(Records excerpted from a collection)
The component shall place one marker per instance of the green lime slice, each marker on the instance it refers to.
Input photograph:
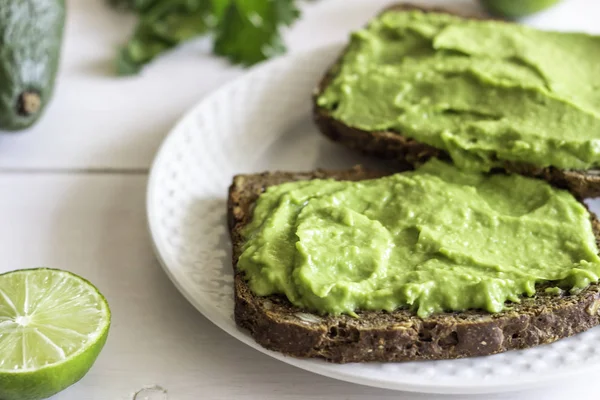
(53, 325)
(517, 8)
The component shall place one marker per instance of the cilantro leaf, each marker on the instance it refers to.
(249, 31)
(163, 25)
(245, 31)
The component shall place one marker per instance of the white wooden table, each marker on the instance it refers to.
(73, 191)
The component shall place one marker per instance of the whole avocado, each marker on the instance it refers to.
(30, 41)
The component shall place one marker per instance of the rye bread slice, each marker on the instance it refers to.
(392, 145)
(400, 335)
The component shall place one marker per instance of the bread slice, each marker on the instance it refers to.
(392, 145)
(400, 335)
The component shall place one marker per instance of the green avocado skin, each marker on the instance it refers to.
(30, 41)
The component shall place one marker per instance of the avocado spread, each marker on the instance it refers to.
(483, 91)
(435, 239)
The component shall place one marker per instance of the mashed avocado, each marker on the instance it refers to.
(483, 91)
(435, 239)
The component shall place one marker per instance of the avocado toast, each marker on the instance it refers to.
(399, 335)
(444, 313)
(393, 144)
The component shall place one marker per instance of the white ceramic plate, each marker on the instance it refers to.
(262, 121)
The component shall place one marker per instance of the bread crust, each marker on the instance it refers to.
(400, 335)
(395, 146)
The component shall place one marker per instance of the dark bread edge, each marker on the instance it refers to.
(398, 336)
(394, 146)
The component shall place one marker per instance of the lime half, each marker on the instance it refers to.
(53, 325)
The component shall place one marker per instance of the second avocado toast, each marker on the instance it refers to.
(394, 144)
(307, 248)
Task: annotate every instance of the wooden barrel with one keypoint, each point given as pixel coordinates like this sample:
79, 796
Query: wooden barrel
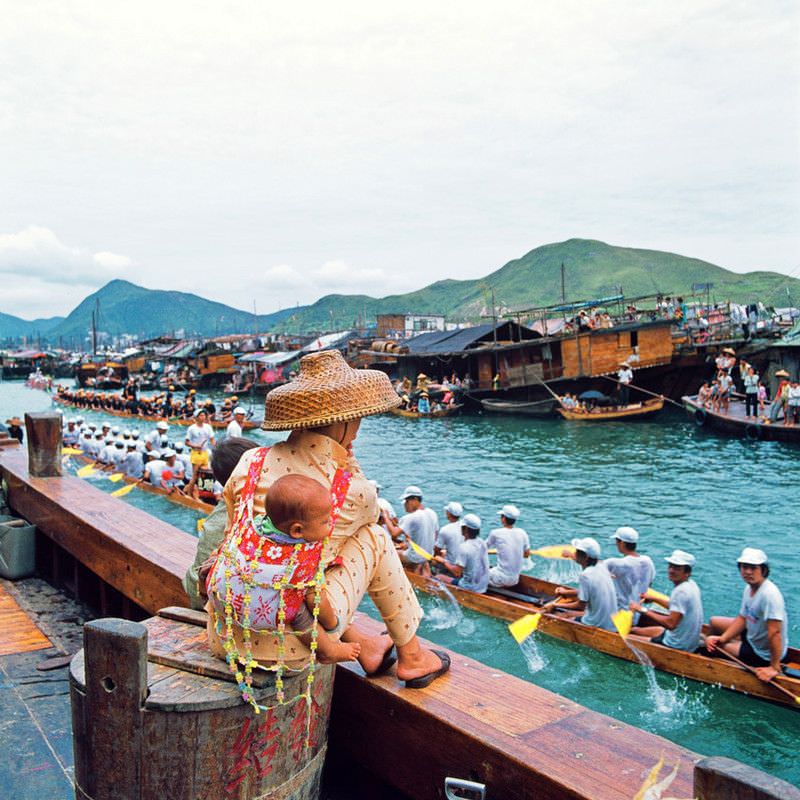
156, 716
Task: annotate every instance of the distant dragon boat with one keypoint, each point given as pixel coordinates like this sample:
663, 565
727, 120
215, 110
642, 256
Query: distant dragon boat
529, 593
734, 423
215, 423
443, 412
598, 414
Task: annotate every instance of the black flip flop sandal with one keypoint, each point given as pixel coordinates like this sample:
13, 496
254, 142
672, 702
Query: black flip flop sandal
427, 680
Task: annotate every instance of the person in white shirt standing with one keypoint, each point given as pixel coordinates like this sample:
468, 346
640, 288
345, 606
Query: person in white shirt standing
759, 635
235, 425
450, 538
594, 601
418, 525
680, 628
513, 547
633, 573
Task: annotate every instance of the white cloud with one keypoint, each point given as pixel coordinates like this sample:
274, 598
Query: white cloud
37, 252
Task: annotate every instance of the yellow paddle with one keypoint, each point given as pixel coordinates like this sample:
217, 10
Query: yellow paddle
652, 594
523, 627
623, 621
125, 490
553, 551
419, 550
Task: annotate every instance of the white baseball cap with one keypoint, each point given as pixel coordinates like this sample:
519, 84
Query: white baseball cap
472, 521
509, 512
680, 558
588, 545
752, 555
627, 534
455, 508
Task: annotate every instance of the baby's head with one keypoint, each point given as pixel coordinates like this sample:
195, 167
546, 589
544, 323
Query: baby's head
300, 507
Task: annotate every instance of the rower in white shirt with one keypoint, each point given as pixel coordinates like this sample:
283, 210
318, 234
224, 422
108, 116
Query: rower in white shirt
513, 547
235, 425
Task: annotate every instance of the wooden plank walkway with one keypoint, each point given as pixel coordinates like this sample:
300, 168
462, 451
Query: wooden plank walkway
18, 634
477, 723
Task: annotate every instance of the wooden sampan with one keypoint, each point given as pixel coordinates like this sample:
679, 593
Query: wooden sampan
156, 717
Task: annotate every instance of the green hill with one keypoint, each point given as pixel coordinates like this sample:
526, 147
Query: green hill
127, 308
592, 269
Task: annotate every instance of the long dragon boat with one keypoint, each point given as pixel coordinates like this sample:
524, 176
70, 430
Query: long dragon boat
217, 424
633, 411
442, 412
735, 423
529, 593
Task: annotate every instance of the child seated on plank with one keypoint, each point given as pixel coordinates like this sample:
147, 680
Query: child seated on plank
279, 555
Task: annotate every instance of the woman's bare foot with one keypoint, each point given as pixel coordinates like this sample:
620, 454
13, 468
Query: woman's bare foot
333, 652
374, 649
414, 661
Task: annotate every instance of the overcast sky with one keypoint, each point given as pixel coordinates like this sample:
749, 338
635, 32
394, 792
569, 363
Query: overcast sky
256, 151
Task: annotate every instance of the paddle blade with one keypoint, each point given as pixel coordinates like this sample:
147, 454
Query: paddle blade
652, 594
522, 628
554, 551
124, 490
623, 621
418, 550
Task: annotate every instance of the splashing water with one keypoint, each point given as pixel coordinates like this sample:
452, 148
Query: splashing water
533, 658
671, 708
445, 612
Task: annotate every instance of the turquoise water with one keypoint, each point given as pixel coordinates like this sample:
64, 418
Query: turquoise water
678, 486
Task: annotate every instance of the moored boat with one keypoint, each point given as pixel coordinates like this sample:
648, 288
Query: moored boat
735, 423
536, 408
647, 408
442, 412
511, 604
215, 423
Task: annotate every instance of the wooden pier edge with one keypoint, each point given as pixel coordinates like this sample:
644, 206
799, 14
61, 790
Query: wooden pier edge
477, 723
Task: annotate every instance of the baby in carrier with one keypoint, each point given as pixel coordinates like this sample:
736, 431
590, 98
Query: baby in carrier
283, 546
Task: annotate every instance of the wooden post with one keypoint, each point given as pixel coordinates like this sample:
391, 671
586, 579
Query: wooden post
719, 778
44, 444
116, 689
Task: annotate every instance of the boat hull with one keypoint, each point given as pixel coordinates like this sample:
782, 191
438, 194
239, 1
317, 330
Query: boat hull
701, 668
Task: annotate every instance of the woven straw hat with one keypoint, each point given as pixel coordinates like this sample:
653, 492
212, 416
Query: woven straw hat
328, 390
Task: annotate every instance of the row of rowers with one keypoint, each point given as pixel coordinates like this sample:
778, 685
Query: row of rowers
758, 635
160, 405
155, 458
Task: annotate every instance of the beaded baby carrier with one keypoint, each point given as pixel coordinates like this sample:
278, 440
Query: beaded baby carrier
257, 578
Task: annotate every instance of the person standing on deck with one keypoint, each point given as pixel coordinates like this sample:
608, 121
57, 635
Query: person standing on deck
759, 634
471, 568
450, 538
133, 465
680, 628
624, 377
419, 525
200, 437
750, 380
154, 437
234, 428
513, 547
594, 601
632, 572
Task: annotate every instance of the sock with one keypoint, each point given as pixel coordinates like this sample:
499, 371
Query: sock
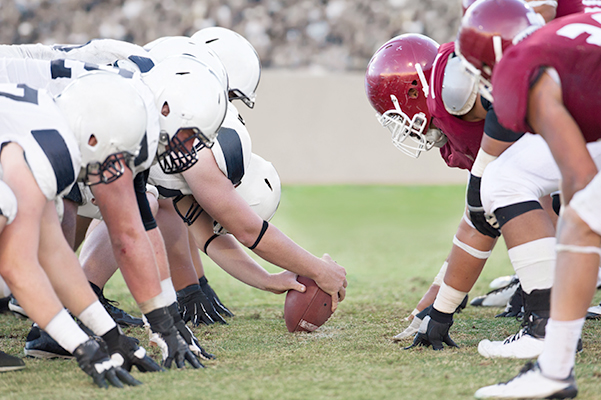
65, 331
168, 291
97, 319
534, 263
448, 299
558, 357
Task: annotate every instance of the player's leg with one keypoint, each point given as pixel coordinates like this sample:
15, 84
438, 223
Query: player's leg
511, 187
194, 304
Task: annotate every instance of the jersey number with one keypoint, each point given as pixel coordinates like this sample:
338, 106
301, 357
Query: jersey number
28, 95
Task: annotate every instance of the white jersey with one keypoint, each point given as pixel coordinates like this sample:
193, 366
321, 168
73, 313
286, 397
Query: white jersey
30, 118
55, 75
98, 51
232, 151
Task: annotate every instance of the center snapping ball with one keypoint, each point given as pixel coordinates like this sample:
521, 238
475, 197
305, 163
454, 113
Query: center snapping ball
305, 312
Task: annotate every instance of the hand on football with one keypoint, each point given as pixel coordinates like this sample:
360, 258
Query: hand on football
283, 282
94, 360
332, 280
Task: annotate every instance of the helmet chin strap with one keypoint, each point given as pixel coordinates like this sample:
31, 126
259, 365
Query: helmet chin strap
422, 78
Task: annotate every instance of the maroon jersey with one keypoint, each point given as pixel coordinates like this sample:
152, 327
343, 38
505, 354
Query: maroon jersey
567, 7
571, 45
463, 137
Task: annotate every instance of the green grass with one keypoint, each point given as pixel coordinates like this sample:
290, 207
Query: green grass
392, 241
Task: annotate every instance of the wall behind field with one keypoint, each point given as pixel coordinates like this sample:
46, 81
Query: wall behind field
320, 129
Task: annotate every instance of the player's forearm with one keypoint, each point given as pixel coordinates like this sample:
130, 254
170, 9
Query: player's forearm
227, 253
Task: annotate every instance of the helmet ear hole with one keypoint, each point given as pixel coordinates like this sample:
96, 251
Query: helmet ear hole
165, 109
92, 141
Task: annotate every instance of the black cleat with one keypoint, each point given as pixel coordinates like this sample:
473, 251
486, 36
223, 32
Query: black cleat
10, 363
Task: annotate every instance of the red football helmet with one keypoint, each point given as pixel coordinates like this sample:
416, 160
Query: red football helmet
396, 83
487, 29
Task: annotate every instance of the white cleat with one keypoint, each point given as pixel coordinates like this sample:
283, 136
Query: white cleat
409, 332
530, 383
520, 345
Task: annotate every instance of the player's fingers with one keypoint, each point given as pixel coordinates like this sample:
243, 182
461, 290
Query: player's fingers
334, 302
341, 293
299, 287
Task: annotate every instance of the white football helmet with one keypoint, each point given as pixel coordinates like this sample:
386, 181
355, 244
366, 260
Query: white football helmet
192, 103
108, 119
240, 59
168, 46
261, 188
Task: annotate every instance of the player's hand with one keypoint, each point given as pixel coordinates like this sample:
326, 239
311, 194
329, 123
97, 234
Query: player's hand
187, 335
125, 352
332, 280
433, 333
196, 307
172, 345
486, 225
284, 281
94, 361
212, 296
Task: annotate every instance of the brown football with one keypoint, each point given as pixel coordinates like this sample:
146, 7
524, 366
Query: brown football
305, 312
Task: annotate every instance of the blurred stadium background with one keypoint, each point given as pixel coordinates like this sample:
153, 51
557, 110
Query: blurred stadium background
312, 119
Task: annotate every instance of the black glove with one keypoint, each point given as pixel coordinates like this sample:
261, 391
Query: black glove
94, 360
195, 306
125, 352
187, 335
434, 333
171, 343
212, 296
476, 211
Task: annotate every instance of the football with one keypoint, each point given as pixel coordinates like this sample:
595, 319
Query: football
305, 312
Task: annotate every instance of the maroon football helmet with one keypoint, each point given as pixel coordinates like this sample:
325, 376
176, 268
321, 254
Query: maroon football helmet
487, 29
396, 83
465, 4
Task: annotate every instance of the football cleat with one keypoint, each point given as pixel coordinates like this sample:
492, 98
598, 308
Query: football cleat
530, 383
501, 282
10, 363
497, 297
519, 345
40, 345
528, 342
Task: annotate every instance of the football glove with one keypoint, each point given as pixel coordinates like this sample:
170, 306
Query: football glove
168, 339
486, 225
196, 307
433, 333
187, 335
212, 296
125, 352
94, 360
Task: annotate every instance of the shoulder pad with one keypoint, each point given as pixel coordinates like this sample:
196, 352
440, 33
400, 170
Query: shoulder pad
459, 88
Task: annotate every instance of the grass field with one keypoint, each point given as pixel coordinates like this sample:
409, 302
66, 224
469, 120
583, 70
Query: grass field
392, 241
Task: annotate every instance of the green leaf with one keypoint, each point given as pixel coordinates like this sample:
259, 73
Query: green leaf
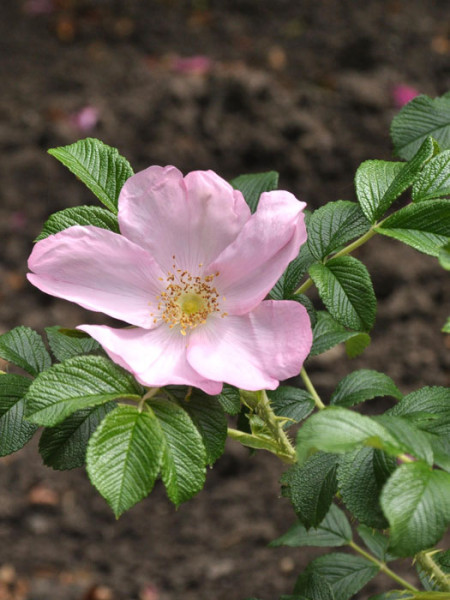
79, 382
333, 225
290, 402
355, 345
101, 168
340, 430
444, 256
288, 283
124, 456
361, 475
184, 456
328, 333
376, 542
253, 185
362, 385
64, 446
334, 530
346, 289
230, 399
24, 347
446, 326
418, 119
424, 226
345, 573
430, 403
434, 181
79, 215
379, 185
415, 502
64, 346
374, 181
208, 416
15, 432
312, 586
311, 487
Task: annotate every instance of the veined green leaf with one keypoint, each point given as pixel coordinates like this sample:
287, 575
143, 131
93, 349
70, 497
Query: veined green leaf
361, 475
434, 180
66, 346
333, 225
415, 502
253, 185
101, 168
15, 432
334, 530
24, 347
425, 226
311, 487
184, 456
79, 215
79, 382
419, 119
362, 385
64, 446
346, 289
124, 456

◆ **What to produce**:
Make an exact copy of the lines of the records from the line containing "Task: annotate every instance of the grass" through the final line, both ends included, but not of the pictures.

◆ **Reply**:
Task: annotate every instance of the grass field with one keypoint, each point given as pixel coordinates like this sample:
409, 302
66, 224
469, 120
583, 70
Query: grass field
392, 241
Task: annotate every instance of the green leaf with one keypoint, each point given as pixel coordinates like this sample:
259, 73
Query: green leaf
79, 382
333, 225
290, 402
355, 345
101, 168
340, 430
444, 256
288, 283
124, 456
361, 475
184, 456
328, 333
376, 542
253, 185
362, 385
64, 446
334, 530
346, 289
230, 399
24, 347
446, 326
418, 119
424, 226
345, 573
430, 403
434, 181
79, 215
379, 185
415, 502
64, 346
374, 181
208, 416
15, 432
312, 586
311, 487
Task: annotate every instance of the veined green leaf with one keypoint, each point given as pixel coordinates like this sample:
287, 575
143, 131
93, 349
70, 497
Query: veined green leaf
361, 475
434, 180
66, 346
333, 225
415, 502
253, 185
101, 168
15, 432
334, 530
24, 347
425, 226
311, 487
184, 456
79, 215
79, 382
419, 119
362, 385
64, 446
346, 289
124, 456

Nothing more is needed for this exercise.